Stated exercise >> All of the records below need to be copied exactly.

Rows >>
%%
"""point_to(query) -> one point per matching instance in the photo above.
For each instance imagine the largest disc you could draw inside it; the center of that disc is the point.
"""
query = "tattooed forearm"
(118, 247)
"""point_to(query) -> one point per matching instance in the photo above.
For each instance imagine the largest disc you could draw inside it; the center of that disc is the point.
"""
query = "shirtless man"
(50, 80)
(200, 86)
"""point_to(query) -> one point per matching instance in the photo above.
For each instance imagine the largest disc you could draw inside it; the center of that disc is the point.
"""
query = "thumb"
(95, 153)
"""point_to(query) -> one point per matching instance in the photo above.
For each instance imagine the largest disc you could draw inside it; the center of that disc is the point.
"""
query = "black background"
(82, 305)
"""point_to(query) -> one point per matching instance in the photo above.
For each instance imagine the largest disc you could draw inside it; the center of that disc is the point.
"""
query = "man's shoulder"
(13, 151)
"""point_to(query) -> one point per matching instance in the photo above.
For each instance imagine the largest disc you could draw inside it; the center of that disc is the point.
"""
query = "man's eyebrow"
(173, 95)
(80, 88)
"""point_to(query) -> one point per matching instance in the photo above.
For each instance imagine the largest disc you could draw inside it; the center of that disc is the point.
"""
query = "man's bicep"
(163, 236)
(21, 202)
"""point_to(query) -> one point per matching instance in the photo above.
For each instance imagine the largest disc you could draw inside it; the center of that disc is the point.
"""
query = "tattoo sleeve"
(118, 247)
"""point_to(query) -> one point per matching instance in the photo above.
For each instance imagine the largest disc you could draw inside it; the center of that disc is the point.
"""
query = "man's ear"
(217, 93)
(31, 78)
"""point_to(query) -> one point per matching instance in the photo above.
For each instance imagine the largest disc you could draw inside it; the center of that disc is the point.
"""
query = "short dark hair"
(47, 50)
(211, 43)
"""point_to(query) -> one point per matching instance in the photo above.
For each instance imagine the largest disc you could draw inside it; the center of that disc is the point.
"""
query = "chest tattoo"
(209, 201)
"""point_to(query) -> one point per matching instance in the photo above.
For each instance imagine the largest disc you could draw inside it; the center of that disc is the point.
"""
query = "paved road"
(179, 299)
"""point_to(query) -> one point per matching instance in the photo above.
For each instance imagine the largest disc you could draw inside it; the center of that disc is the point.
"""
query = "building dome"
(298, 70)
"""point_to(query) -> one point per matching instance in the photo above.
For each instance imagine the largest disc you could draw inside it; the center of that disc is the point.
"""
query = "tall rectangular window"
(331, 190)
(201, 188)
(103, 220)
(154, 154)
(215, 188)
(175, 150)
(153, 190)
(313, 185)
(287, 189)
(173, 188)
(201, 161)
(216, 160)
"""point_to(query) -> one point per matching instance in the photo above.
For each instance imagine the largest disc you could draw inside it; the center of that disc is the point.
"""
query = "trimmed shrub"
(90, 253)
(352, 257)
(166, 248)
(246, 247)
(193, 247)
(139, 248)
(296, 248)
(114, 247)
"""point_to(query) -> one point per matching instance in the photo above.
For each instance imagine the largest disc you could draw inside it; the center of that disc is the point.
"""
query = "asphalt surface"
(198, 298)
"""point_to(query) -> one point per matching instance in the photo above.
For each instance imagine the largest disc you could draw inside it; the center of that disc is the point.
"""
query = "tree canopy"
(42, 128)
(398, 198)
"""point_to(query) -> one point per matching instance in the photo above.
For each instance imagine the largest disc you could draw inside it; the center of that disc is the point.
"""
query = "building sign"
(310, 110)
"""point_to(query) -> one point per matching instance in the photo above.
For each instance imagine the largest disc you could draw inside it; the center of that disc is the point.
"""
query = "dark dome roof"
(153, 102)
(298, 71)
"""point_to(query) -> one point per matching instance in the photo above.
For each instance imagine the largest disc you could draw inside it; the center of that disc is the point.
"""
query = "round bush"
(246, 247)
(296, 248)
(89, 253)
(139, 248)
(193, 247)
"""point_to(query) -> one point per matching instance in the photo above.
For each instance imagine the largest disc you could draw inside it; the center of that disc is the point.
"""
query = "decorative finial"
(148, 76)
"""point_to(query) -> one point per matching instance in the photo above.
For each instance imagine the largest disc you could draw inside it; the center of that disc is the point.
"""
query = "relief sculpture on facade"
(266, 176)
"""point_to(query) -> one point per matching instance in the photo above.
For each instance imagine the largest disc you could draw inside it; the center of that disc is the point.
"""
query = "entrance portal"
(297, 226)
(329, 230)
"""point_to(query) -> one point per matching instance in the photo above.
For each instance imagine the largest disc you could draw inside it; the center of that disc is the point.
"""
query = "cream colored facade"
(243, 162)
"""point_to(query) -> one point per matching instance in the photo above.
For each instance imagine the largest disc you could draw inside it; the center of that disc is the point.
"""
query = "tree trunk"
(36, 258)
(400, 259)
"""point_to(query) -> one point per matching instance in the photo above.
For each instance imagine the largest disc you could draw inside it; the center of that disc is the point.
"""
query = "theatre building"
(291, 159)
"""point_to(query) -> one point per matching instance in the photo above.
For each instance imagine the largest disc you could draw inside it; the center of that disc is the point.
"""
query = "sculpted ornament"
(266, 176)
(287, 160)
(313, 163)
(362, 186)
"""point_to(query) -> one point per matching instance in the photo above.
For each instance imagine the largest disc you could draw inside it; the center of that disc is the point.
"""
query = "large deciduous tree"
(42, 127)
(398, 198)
%%
Output below >>
"""point_to(query) -> one point per matching instance in the photo above.
For each instance imagine the largest disc you could draw inside it; the center of that disc is the point.
"""
query = "tattooed forearm"
(118, 247)
"""point_to(query) -> one point per matching instance in the photo above.
For each instance imagine the largest disc you could draw inside it; the center of that disc is the point.
"""
query = "shirtless man"
(50, 80)
(200, 86)
"""point_to(query) -> one point per matching instance in the photo above.
For each instance imagine the largest disc you could draw inside it; the center of that disc is the point.
"""
query = "thumb"
(95, 153)
"""point_to(query) -> one point per matching instance in the photo above.
For each instance imagine the largest disc you could draw inside it; the center of that disc is the point.
"""
query = "black background"
(82, 305)
"""point_to(query) -> one point per matching instance in the photo above.
For each instance imagine the largest disc you could draw inside it; the center of that disc is the point.
"""
query = "man's shoulder"
(13, 151)
"""point_to(query) -> one point per matching instance in the photo above.
For each instance imagine the largest disc you could draw inside it; the center of that disc is the point.
"""
query = "man's eyebrow"
(173, 95)
(80, 88)
"""point_to(query) -> one point per matching instance in the photo above.
For each instance imagine the largest disc you could draw inside it; the center of that disc is the point.
"""
query = "man's bicep"
(163, 236)
(21, 202)
"""point_to(query) -> one point per matching instance in the photo above.
For each instance imagine the largest disc you could draw inside it; the center of that disc is the point.
"""
query = "tattoo sleeve"
(118, 247)
"""point_to(query) -> one point per matching instance in the photo above.
For each instance imagine the largest disc you could draw inside it; the center of that disc is the point.
"""
query = "man's ear"
(217, 93)
(31, 78)
"""point_to(query) -> one point per matching instance in the photo above.
For each instance imagine the largest disc you could draw inside it; the center of that disc is the point.
"""
query = "short dark hair"
(47, 50)
(211, 43)
"""point_to(query) -> one point per matching instance in the photo above.
For each instance imagine the largest disc you could draw inside it; the center of that disc is the point.
"""
query = "chest tattoo"
(209, 201)
"""point_to(query) -> one point per matching instance in the photo above.
For each instance imagine the largest disc you could draw inside it; the center of that disc is the point.
"""
query = "paved road"
(179, 299)
"""point_to(query) -> one point per matching instance in the photo above.
For each instance imagine the largest disc you could draw inside it; the center of that disc is the point.
"""
query = "building dome"
(298, 70)
"""point_to(query) -> one point per matching instance in the photo above.
For each instance imagine the largest disc you could draw inside it; the center of that disc is the point.
"""
query = "tall rectangular window"
(331, 190)
(201, 188)
(103, 220)
(154, 154)
(215, 188)
(175, 150)
(153, 190)
(313, 185)
(287, 189)
(173, 188)
(201, 161)
(216, 160)
"""point_to(query) -> one point per matching instance in the photo above.
For each instance imagine the largest disc you could draw inside it; the center of that disc is the point.
"""
query = "trimmed shrub"
(90, 253)
(352, 257)
(166, 248)
(246, 247)
(193, 247)
(139, 248)
(296, 248)
(114, 247)
"""point_to(query) -> one point per matching instance in the photo above.
For each instance imagine the largest disc you could draw inside it; the center of that disc is the point.
"""
query = "asphalt surface"
(198, 298)
"""point_to(query) -> one point per matching instance in the photo above.
For each instance imagine the largest disc you could draw inside it; the center of that disc is the point.
"""
query = "tree canopy"
(42, 128)
(398, 198)
"""point_to(query) -> one point per matching instance in the photo above.
For each instance imagine the largest disc you could draw inside it; the center of that disc is the point.
"""
query = "building sign"
(310, 110)
"""point_to(query) -> one point per matching instance in the photo above.
For each instance imagine the largest disc you could draw inside it; the center of that disc is the point.
"""
query = "dark dome roof"
(153, 102)
(298, 71)
"""point_to(query) -> one point per matching instance in the photo above.
For each instance imagine the largest disc you could draw inside it; the center of that disc is the point.
"""
query = "round bush"
(246, 247)
(296, 248)
(89, 253)
(139, 248)
(193, 247)
"""point_to(query) -> one point per matching instance in the photo above.
For each instance imagine the largest disc you could draw inside it; the center of that disc is the point.
"""
query = "decorative finial"
(148, 76)
"""point_to(query) -> one point per matching instance in the photo above.
For each instance imagine the largest disc you could draw inside it; the center of that disc is the point.
"""
query = "relief sculpture on facade"
(266, 176)
"""point_to(query) -> one point per matching instance in the photo above.
For each instance imagine the largest disc you could draw inside it; the center of that disc is the point.
"""
query = "entrance portal"
(297, 226)
(329, 230)
"""point_to(query) -> one point per matching instance in the photo above.
For each instance imagine the largest disc you could draw inside it; the center of that disc is the point.
"""
query = "cream colored facade"
(243, 162)
"""point_to(query) -> one point per matching instance in the photo above.
For each instance imagine the largest disc you could draw inside it; the center of that disc is the point.
"""
query = "tree trunk"
(36, 258)
(400, 259)
"""point_to(query) -> one point per matching instance in the photo above.
For each instance imagine the largest disc you could draw inside it; the center of that disc is the point.
"""
query = "theatre building"
(291, 159)
"""point_to(query) -> one point per matching instance in the photo above.
For each instance imagine the largest disc you could draw inside it; the center of that disc is the point.
"""
query = "sculpted ornament"
(266, 176)
(287, 160)
(313, 163)
(362, 186)
"""point_to(query) -> one point per matching instance in the photo above.
For each instance imagine the largest disc you could draw inside it; the center of that disc is the point.
"""
query = "large deciduous tree"
(42, 127)
(398, 198)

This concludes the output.